Work to be completed: Put the data lines into a JSON list of strings, one string per line and blank lines omitted. Begin at the first line of the data and stop after the line that contains "output: a list".

Source material:
☆ ☆ ☆ ☆
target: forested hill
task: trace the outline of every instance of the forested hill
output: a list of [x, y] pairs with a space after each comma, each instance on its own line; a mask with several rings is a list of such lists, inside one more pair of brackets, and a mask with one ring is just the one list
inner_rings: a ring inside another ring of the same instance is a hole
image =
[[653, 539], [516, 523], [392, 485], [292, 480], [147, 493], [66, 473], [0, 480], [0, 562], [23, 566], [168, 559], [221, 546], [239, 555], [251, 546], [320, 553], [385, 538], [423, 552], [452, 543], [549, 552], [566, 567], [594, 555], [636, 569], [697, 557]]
☆ ☆ ☆ ☆
Solution below:
[
  "target: forested hill",
  "task: trace the outline of every instance of the forested hill",
  "output: a list of [x, y] pairs with a space after each comma, each instance on its own line; a mask with several rings is a list of such lists, inside one more pair of brackets, and a mask with one ring is just the one list"
]